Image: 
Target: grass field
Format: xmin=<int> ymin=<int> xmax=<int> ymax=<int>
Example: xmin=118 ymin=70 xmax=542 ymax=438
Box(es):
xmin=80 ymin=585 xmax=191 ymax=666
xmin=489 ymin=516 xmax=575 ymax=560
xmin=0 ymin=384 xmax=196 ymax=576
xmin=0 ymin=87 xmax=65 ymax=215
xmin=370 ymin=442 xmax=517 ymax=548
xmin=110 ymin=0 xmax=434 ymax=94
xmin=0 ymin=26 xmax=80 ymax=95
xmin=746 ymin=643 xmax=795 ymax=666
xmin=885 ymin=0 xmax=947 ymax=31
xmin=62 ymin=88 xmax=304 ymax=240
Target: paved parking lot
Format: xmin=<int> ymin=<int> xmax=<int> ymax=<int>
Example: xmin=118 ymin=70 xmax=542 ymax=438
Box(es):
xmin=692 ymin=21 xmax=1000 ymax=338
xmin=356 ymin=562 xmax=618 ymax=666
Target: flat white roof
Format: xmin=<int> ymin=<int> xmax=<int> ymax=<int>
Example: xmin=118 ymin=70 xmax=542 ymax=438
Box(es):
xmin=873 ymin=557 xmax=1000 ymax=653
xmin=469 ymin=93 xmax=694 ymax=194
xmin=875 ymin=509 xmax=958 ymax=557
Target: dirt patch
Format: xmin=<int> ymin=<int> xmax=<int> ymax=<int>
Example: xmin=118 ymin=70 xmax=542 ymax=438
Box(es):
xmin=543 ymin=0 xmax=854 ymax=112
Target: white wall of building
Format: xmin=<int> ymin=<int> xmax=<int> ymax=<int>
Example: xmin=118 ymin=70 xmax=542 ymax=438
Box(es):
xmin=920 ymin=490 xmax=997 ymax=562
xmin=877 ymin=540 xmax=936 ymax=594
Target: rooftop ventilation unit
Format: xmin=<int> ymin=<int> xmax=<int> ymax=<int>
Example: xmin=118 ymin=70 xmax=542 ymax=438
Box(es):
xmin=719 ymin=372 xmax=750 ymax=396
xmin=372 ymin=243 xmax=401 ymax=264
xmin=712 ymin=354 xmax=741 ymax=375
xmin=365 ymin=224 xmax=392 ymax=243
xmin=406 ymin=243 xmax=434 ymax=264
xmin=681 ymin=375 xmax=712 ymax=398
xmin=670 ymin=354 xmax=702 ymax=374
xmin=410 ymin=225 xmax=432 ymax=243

-=-=-=-=-

Lay out every line of the rows above as a Markdown table with two columns, Number and Line. Number the lines in order and leave out any blank lines.

(Response to the exercise)
| Number | Line |
|---|---|
| 1 | Image:  |
| 2 | Target: grass field |
| 3 | Format: xmin=<int> ymin=<int> xmax=<int> ymax=<int> |
| 4 | Example: xmin=118 ymin=70 xmax=542 ymax=438 |
| 5 | Box(es): |
| 6 | xmin=80 ymin=585 xmax=191 ymax=666 |
| 7 | xmin=489 ymin=516 xmax=575 ymax=560 |
| 8 | xmin=0 ymin=384 xmax=196 ymax=576 |
| 9 | xmin=0 ymin=87 xmax=65 ymax=215 |
| 10 | xmin=370 ymin=442 xmax=517 ymax=548 |
| 11 | xmin=110 ymin=0 xmax=434 ymax=94 |
| 12 | xmin=0 ymin=26 xmax=80 ymax=95 |
| 13 | xmin=746 ymin=643 xmax=795 ymax=666 |
| 14 | xmin=885 ymin=0 xmax=947 ymax=31 |
| 15 | xmin=62 ymin=88 xmax=304 ymax=240 |
| 16 | Target: paved parking lot |
| 17 | Format: xmin=<int> ymin=<int> xmax=<int> ymax=<int> |
| 18 | Example: xmin=118 ymin=70 xmax=542 ymax=438 |
| 19 | Box(es): |
| 20 | xmin=692 ymin=21 xmax=1000 ymax=338 |
| 21 | xmin=356 ymin=562 xmax=618 ymax=666 |
| 22 | Target: flat white roof |
| 23 | Format: xmin=<int> ymin=<int> xmax=<int> ymax=<int> |
| 24 | Example: xmin=118 ymin=70 xmax=542 ymax=438 |
| 25 | Box(es): |
| 26 | xmin=873 ymin=557 xmax=1000 ymax=653 |
| 27 | xmin=469 ymin=93 xmax=694 ymax=194 |
| 28 | xmin=875 ymin=509 xmax=958 ymax=557 |
| 29 | Target: dirt patch |
| 30 | Format: xmin=<int> ymin=<int> xmax=<int> ymax=<int> |
| 31 | Example: xmin=118 ymin=70 xmax=542 ymax=438 |
| 32 | Box(es): |
| 33 | xmin=543 ymin=0 xmax=854 ymax=112 |
| 34 | Target: white wall of building |
| 35 | Format: xmin=<int> ymin=<int> xmax=<int> ymax=<int> |
| 36 | Example: xmin=118 ymin=70 xmax=542 ymax=438 |
| 37 | Box(es): |
| 38 | xmin=920 ymin=490 xmax=997 ymax=562 |
| 39 | xmin=877 ymin=540 xmax=936 ymax=594 |
| 40 | Target: rooftop ventilation unit |
| 41 | Format: xmin=<int> ymin=<int> xmax=<int> ymax=<int> |
| 42 | Example: xmin=118 ymin=70 xmax=542 ymax=438 |
| 43 | Box(es): |
| 44 | xmin=719 ymin=372 xmax=750 ymax=396 |
| 45 | xmin=372 ymin=243 xmax=401 ymax=264 |
| 46 | xmin=712 ymin=354 xmax=741 ymax=375 |
| 47 | xmin=365 ymin=224 xmax=392 ymax=243 |
| 48 | xmin=406 ymin=243 xmax=434 ymax=264 |
| 49 | xmin=681 ymin=375 xmax=712 ymax=398 |
| 50 | xmin=670 ymin=354 xmax=702 ymax=374 |
| 51 | xmin=410 ymin=225 xmax=432 ymax=243 |